### [PROVIDED DATA]
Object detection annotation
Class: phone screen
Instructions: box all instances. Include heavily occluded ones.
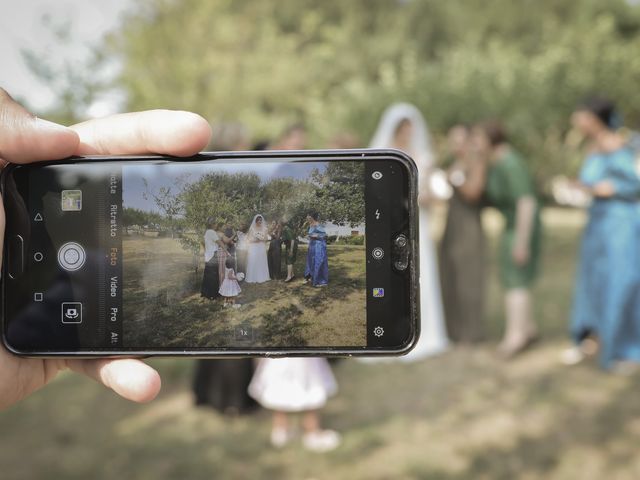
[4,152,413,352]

...

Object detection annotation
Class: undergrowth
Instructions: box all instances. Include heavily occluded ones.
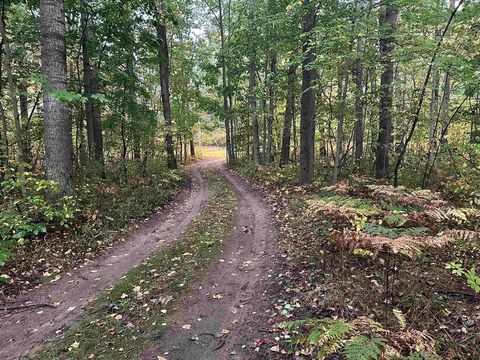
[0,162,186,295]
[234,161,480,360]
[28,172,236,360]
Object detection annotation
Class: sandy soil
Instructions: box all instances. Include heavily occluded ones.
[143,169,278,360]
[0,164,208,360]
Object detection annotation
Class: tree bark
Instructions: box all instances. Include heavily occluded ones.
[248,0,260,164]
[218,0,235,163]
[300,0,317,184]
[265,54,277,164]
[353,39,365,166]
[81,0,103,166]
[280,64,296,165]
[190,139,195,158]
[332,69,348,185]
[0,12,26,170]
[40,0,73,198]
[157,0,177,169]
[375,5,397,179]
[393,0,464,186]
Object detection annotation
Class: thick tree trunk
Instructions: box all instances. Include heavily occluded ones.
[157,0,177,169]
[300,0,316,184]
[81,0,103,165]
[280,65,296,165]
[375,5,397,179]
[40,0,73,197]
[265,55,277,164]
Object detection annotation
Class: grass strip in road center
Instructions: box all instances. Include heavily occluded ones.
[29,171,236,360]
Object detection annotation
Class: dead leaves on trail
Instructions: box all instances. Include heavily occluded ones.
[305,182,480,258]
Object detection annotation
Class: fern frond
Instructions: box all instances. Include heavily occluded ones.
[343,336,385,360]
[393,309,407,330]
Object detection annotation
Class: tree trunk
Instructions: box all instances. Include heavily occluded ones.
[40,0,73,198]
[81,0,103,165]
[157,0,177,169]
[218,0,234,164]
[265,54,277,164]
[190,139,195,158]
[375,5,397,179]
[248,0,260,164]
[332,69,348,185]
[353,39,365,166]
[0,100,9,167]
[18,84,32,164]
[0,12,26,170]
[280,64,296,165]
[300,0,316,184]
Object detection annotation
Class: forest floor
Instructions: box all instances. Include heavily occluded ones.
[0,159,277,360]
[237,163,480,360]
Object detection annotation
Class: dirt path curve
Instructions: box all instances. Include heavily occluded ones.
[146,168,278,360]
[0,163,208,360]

--

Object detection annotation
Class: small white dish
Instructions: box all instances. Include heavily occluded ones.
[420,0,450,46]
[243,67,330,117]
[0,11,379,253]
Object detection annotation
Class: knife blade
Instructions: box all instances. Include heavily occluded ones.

### [TASK DIRECTIONS]
Which lines in the data above contain the string "tree"? Collect each of them and copy it out in full.

### [COMPLETED EXERCISE]
Class: tree bark
Class: thick tree trunk
Class: tree trunk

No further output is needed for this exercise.